**Assigned task:**
Below is a block of data; give all of it again word for word.

═══ Data under study ═══

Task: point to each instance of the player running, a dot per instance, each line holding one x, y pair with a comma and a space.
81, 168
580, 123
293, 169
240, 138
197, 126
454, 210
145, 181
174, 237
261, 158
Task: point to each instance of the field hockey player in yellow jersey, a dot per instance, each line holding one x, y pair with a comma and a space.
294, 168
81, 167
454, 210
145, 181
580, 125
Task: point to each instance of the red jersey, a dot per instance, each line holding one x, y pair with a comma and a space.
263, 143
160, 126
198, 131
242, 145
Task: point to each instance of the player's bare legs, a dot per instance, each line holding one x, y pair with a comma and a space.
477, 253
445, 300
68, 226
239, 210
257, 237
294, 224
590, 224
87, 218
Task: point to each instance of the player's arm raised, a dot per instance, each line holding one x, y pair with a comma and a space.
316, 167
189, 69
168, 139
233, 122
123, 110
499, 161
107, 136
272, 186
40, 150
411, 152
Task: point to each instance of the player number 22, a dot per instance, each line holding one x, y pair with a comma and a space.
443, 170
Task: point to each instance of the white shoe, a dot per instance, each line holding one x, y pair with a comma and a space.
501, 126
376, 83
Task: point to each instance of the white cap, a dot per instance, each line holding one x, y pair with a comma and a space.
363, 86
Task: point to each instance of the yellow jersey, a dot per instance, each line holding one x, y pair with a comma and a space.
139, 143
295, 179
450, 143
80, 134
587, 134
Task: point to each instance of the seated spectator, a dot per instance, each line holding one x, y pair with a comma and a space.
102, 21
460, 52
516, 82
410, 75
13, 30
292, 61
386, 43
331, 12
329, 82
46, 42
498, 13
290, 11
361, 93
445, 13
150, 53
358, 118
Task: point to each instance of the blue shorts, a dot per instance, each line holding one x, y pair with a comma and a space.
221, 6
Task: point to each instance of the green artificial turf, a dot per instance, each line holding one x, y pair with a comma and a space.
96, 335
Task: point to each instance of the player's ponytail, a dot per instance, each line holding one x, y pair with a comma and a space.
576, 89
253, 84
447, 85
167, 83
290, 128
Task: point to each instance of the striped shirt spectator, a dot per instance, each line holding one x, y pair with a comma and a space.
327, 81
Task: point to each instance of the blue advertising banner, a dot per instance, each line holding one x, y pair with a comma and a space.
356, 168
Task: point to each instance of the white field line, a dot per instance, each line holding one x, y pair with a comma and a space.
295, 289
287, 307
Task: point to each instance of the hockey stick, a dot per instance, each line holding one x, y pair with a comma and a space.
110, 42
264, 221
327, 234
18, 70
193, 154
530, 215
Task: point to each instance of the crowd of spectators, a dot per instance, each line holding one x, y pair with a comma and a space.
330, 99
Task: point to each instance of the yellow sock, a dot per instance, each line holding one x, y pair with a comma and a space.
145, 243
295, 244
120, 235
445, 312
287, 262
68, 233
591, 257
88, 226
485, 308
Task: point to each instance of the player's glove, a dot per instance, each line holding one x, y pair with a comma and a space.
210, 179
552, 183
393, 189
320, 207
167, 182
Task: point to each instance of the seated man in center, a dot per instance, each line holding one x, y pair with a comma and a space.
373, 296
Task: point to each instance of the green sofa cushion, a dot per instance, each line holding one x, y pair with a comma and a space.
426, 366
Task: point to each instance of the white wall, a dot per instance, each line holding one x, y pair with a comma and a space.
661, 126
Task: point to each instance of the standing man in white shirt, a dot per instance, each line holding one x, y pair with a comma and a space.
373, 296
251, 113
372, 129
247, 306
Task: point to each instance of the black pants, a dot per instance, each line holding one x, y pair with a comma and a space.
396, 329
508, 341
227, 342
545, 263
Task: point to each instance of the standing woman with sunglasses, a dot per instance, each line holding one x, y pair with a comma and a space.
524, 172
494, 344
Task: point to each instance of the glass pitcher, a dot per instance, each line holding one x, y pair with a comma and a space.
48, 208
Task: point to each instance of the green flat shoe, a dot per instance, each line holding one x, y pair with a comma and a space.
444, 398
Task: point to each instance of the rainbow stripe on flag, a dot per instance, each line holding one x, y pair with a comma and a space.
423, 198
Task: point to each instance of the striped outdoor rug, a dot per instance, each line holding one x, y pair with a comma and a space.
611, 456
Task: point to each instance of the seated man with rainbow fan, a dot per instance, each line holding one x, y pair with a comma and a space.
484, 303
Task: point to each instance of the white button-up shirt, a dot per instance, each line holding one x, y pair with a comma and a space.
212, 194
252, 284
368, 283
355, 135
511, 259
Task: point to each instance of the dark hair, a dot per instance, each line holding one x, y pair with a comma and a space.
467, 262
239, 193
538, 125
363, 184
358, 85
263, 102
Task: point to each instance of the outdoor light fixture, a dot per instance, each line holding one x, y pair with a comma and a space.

═══

**Answer to this task:**
Task: point to each instance of the player running, a dot per instance, each line holding one x, y pair with a comma and a space.
81, 168
580, 123
293, 169
240, 138
197, 126
454, 210
145, 181
174, 237
261, 158
Task: point to each instance of the field hockey player in yellow jersey, a dot per instance, each line holding one x, y pair with a comma and a space.
294, 168
81, 167
454, 210
145, 181
580, 125
Task: point to each instance of the red jersey, a dot per instance, each line holding one x, y pair with a comma and a space.
263, 143
160, 126
198, 131
242, 145
Task: point to each instance of the player's bare legs, a dot per instance, each line holding one x, y pair with a comma and a space.
477, 253
445, 300
68, 226
239, 210
257, 237
294, 224
590, 224
87, 218
Task: point to each instance of the player's arm raised, a dot per instance, each line holding one x, y pair with a comma and a space.
316, 167
189, 69
168, 139
233, 122
123, 110
499, 161
107, 136
272, 186
40, 150
411, 152
Task: point to each instance of the player number 22, a dot per instance, each line holding one x, y pair with a comma and a space.
443, 170
Task: point to each instance of the white shoe, a dot per instance, each line holding one x, y pair with a comma and a space.
501, 126
376, 83
Task: point to each instance of the white cap, a dot per instance, each line holding one x, y pair with a comma and a space.
363, 86
Task: point to each instance of the yellow jersey, a dot per instance, each line holding one x, y pair with a comma and a space.
139, 143
295, 179
450, 143
80, 134
587, 134
Task: point to each instance of the seated spectator, a dot per instance, each line holding one x, y pair with a comma and a space.
102, 21
460, 52
516, 82
410, 75
13, 30
292, 61
386, 43
331, 12
329, 82
46, 42
498, 13
290, 11
361, 93
445, 13
150, 53
358, 118
Task: point to each instance of the blue shorts, a dot per instance, each line holding one x, y pair with a comma and a space.
221, 6
Task: point to each instance of the green artificial turf, a dot per instance, each line holding one x, y pair with a comma and a space.
96, 335
Task: point to each instance of the player's ponytail, a dot per instance, each line holding one x, y pair with a comma and a space.
576, 89
253, 84
447, 85
167, 83
290, 128
Task: point to each instance of the striped shirt spectator, a dot per instance, each line holding one x, y pair with a comma and a space.
327, 81
Task: point to each instance of the blue advertising banner, a dot per instance, each line holding one x, y pair with a comma and a space.
356, 168
Task: point to each instance of the white field line, a dot per instance, each line holding one x, y pair with a comma and a space.
295, 289
287, 307
Task: point to each instance of the hockey stick, a dot per instance, each line holding one x, y pair with a comma and a space.
110, 42
264, 221
327, 234
18, 70
193, 154
530, 215
Task: point to each instance of the crowd of spectators, a dot per instance, each line holding one x, y pair with a comma and a space.
330, 99
Task: point to each instance of the yellow sock, a dot per instance, each line holding one x, y pair with a comma and a space.
145, 243
295, 244
120, 235
445, 312
287, 262
68, 233
591, 257
88, 226
485, 308
Task: point to each instance of the player's glove, a dot per instance, each line holding one x, y pair with a comma and a space.
210, 179
552, 183
393, 189
320, 207
167, 182
Task: point to each instance of the seated man in center, a dot per instance, each line holding one x, y pair with a comma and a space.
373, 296
Task: point to each instance of the green sofa cushion, a dot per instance, each line holding one x, y pair with a comma and a space.
426, 366
Task: point to each instance of the white wall, a dot per instance, each line holding one x, y pair with a comma and a space.
661, 126
Task: point to each instance of the standing man in white shirt, a dot per instance, each line holding one x, y pair with a comma and a space.
373, 296
251, 113
372, 129
247, 306
Task: point to each instance of the black pants, a dot per instance, each line holding one x, y pair with a comma and a space.
396, 329
508, 341
227, 342
545, 263
Task: point to each instance of the standing woman with sunglasses, a dot per instance, each line holding one x, y pair with a comma and a space.
524, 172
494, 344
Task: point to each instance of the glass pitcher, a dot per instance, each line holding one x, y pair with a comma and a space.
48, 208
Task: point to each instance of the green flat shoe, a dot per instance, each line holding one x, y pair with a comma and a space.
444, 398
Task: point to each instance of the rainbow stripe on flag, a dot per instance, each line holding one x, y pair with a comma and a space.
423, 198
Task: point to each instance of the striped outdoor rug, a dot per instance, each line holding one x, y pair with a comma and a space.
611, 456
Task: point to each instance of the seated man with rainbow fan, a dot per instance, each line holding one x, y pair with a comma and a space.
484, 303
Task: point to each instance of the white button-up shirt, a dot per instance, each line holding one x, y pair with a comma and a space.
212, 194
252, 284
368, 283
355, 135
511, 259
Task: point to each instance of the dark hair, a dot per instance, each line holding one x, y pair with a comma and a space.
467, 262
239, 193
538, 125
363, 184
358, 85
263, 102
Task: point to each instance of the outdoor light fixture, a dot per instance, each line holding one x, y pair with a comma and a space.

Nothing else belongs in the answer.